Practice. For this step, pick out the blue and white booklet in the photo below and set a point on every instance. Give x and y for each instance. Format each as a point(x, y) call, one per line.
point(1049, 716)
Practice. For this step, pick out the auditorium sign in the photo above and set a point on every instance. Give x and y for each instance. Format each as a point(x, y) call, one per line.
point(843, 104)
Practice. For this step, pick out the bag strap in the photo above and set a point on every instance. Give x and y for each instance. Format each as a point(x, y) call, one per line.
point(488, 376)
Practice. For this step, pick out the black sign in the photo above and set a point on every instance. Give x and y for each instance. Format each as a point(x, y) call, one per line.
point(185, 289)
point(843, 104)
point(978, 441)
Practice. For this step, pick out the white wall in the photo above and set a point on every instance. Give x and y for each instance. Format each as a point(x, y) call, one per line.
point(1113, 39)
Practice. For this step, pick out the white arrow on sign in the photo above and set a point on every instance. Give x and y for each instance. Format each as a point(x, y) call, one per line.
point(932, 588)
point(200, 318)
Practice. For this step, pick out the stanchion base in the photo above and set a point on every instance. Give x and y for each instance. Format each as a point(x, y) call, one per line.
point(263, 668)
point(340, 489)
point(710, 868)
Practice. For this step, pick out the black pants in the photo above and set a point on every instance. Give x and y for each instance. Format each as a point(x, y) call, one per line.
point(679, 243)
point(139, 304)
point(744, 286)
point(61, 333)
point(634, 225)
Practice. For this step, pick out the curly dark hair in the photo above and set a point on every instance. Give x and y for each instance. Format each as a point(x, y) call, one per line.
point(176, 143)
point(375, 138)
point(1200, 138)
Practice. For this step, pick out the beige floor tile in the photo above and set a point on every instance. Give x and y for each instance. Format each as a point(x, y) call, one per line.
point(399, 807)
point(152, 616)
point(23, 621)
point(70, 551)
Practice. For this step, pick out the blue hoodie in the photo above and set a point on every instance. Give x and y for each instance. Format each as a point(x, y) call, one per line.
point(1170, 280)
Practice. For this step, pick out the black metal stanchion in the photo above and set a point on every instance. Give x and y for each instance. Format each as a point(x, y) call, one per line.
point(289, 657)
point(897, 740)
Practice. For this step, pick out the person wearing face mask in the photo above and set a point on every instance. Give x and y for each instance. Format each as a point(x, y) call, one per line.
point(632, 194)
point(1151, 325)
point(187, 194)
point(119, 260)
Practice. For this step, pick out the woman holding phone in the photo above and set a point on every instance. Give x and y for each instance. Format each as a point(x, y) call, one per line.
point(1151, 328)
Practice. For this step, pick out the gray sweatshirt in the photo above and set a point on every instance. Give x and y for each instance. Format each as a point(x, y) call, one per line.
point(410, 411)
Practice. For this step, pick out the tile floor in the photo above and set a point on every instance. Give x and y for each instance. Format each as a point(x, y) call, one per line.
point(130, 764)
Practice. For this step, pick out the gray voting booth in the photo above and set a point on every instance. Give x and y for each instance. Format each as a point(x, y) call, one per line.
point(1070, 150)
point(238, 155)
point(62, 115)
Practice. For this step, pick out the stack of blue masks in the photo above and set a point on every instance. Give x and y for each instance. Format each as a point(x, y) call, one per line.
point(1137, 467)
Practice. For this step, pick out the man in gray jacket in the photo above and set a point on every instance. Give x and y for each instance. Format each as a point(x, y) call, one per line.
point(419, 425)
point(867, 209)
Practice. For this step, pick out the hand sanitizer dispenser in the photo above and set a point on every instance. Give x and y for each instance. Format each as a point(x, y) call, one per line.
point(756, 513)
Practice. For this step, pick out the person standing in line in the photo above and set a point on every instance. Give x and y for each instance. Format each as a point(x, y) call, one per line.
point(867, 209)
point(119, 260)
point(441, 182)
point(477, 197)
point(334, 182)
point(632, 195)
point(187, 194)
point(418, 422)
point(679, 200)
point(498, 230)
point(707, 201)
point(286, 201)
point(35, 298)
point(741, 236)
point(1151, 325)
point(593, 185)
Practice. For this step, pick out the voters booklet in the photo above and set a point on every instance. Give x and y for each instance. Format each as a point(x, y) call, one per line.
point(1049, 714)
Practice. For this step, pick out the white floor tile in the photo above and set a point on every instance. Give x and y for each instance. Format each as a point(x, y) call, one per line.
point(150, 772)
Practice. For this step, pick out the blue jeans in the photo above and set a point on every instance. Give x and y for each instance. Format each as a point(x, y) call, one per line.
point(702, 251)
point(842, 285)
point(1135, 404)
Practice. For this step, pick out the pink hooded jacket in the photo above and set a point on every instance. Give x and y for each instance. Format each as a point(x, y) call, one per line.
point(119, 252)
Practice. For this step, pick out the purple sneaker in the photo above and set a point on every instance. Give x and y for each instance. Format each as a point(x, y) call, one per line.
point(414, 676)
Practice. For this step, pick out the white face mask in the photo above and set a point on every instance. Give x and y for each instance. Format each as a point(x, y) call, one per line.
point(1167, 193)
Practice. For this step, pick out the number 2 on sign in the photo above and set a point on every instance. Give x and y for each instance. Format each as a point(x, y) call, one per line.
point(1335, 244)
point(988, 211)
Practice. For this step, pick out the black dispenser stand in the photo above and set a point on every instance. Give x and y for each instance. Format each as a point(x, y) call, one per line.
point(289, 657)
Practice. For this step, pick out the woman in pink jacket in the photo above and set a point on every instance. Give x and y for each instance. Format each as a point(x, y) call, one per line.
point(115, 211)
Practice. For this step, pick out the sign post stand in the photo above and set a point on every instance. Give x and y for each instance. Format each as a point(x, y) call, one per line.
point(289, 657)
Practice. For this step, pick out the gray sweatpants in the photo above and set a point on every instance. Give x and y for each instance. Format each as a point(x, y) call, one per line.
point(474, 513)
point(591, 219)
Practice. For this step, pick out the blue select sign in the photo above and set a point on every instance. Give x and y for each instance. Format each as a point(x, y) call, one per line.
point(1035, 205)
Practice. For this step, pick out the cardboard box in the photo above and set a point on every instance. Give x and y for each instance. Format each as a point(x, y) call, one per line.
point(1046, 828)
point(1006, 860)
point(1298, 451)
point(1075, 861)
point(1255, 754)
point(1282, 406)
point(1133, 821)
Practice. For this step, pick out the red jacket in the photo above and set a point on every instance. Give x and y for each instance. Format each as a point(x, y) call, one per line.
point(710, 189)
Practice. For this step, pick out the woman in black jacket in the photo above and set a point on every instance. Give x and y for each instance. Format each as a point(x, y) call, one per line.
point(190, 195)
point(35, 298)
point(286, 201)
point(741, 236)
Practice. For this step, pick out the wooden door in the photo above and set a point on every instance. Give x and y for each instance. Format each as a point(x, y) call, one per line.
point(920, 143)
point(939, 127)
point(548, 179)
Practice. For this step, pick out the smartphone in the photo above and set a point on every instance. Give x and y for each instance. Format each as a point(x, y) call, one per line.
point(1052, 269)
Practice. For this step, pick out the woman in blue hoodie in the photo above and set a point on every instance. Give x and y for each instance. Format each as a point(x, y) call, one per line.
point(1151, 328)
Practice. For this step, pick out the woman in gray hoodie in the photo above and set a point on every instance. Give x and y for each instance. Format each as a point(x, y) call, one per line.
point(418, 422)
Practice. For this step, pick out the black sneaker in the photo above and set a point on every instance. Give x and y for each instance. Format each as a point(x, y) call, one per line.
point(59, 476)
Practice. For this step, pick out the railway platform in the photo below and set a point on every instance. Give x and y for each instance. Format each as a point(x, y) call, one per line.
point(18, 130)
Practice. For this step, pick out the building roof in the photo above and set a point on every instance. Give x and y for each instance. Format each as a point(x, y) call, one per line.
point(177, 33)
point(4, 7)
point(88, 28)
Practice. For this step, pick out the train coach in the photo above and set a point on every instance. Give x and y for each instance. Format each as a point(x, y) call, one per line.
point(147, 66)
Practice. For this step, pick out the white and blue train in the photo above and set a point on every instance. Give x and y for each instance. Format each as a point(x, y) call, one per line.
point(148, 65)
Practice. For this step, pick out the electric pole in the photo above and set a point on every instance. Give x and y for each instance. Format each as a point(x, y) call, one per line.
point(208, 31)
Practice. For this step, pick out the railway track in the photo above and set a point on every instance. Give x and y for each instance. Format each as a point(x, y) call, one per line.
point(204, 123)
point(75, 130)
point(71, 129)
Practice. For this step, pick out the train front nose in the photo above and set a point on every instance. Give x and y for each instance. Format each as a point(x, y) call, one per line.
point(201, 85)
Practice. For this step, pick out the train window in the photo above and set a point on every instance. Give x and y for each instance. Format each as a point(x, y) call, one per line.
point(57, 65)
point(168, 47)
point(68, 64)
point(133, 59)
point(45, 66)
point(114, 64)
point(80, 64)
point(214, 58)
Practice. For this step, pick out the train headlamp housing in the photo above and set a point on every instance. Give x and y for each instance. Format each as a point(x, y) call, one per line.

*What to produce*:
Convert the lines of the material from the line containing "Practice. For this step, pick out the voters" through the line containing "point(1135, 404)", inclusive, into a JSON array with one string per line, omitting any blank lines.

*Complete answer*:
[
  "Practice. For this step, pick out the voters booklet in the photo above and set a point on every instance. Give x and y for each instance. Format each as a point(x, y) call, one per line.",
  "point(1049, 714)",
  "Practice. For this step, pick out the white floor tile in the photo above and set a point on every instance. Give x and y for each instance. Format each as a point(x, y) call, one per line.",
  "point(150, 772)",
  "Practice. For this step, pick out the blue jeans in the photo above and set a point on every instance. Give x and y for each instance. Format each as a point(x, y) call, one per line.",
  "point(702, 251)",
  "point(842, 285)",
  "point(1135, 404)"
]